- _Work to complete_
Report every line of the data below that contains the string "power", matching case exactly.

- _Dataset entries_

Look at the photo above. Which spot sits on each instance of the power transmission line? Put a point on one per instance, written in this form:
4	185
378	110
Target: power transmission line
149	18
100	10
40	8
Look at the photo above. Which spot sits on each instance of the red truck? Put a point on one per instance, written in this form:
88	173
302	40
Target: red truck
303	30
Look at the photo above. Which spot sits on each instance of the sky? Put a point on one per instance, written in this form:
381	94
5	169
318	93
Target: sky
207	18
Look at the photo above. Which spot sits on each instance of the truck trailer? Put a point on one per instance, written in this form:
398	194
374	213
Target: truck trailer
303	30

--

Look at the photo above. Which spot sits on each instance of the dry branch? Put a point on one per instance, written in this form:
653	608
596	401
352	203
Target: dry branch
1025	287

- _Task result_
Look at the photo above. Which spot sits on each instance of the power transmission line? Put a point on one per instance, written in this form:
Target: power transmission line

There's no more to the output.